Exercise prompt:
Rewrite the items from their start through the line that contains "M 191 274 L", requests included, multiplying every coordinate in the answers by 0.95 and rounding each to a whole number with halves rounded up. Leave the pictures out.

Records to process:
************

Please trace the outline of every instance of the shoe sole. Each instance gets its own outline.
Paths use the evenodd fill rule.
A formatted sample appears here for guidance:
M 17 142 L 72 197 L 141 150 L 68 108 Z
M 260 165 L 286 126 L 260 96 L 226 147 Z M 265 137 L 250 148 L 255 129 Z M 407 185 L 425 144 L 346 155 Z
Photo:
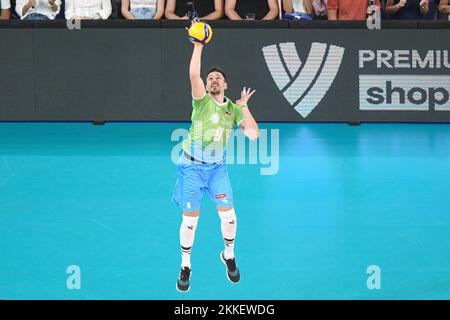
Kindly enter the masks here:
M 232 284 L 238 284 L 239 281 L 240 281 L 240 279 L 239 279 L 239 281 L 237 281 L 237 282 L 234 282 L 234 281 L 232 281 L 232 280 L 230 279 L 230 276 L 228 275 L 228 267 L 227 267 L 227 263 L 225 262 L 225 259 L 223 258 L 222 253 L 223 253 L 223 251 L 220 251 L 220 260 L 221 260 L 222 263 L 225 265 L 225 275 L 227 276 L 228 281 L 230 281 Z
M 191 274 L 189 276 L 189 280 L 191 279 L 191 277 L 192 277 L 192 270 L 191 270 Z M 177 283 L 175 283 L 175 289 L 177 289 L 178 292 L 186 293 L 186 292 L 189 292 L 189 290 L 191 290 L 191 284 L 189 284 L 189 287 L 187 290 L 180 290 L 180 289 L 178 289 L 178 282 L 177 282 Z
M 189 285 L 187 290 L 180 290 L 180 289 L 178 289 L 178 284 L 176 283 L 175 284 L 175 289 L 177 289 L 178 292 L 186 293 L 186 292 L 189 292 L 189 290 L 191 290 L 191 286 Z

************

Solution below:
Please trace the outline of every instance of the shoe sole. Each instance gets its own outline.
Paths use the evenodd fill rule.
A formatted sample appears here for guidance:
M 17 142 L 72 197 L 141 150 L 68 108 Z
M 260 165 L 286 126 L 260 96 L 226 147 Z M 265 137 L 250 148 L 255 129 Z M 407 185 L 425 144 L 346 155 Z
Photo:
Kindly enter the masks here:
M 220 270 L 226 270 L 227 267 L 228 267 L 228 265 L 227 265 L 227 267 L 225 267 L 225 268 L 222 268 L 222 267 L 220 267 L 220 266 L 219 265 L 219 262 L 217 261 L 217 254 L 216 254 L 216 250 L 214 249 L 214 246 L 212 245 L 211 240 L 212 240 L 212 238 L 209 238 L 209 247 L 210 247 L 211 250 L 214 252 L 214 261 L 216 262 L 217 267 L 219 267 Z
M 181 260 L 180 262 L 180 266 L 181 265 L 181 263 L 182 263 L 182 257 L 181 257 Z M 168 269 L 166 269 L 166 275 L 168 275 L 169 277 L 177 278 L 177 277 L 180 277 L 180 276 L 181 276 L 181 270 L 180 270 L 180 273 L 178 276 L 171 276 L 171 275 L 169 275 L 169 268 L 168 268 Z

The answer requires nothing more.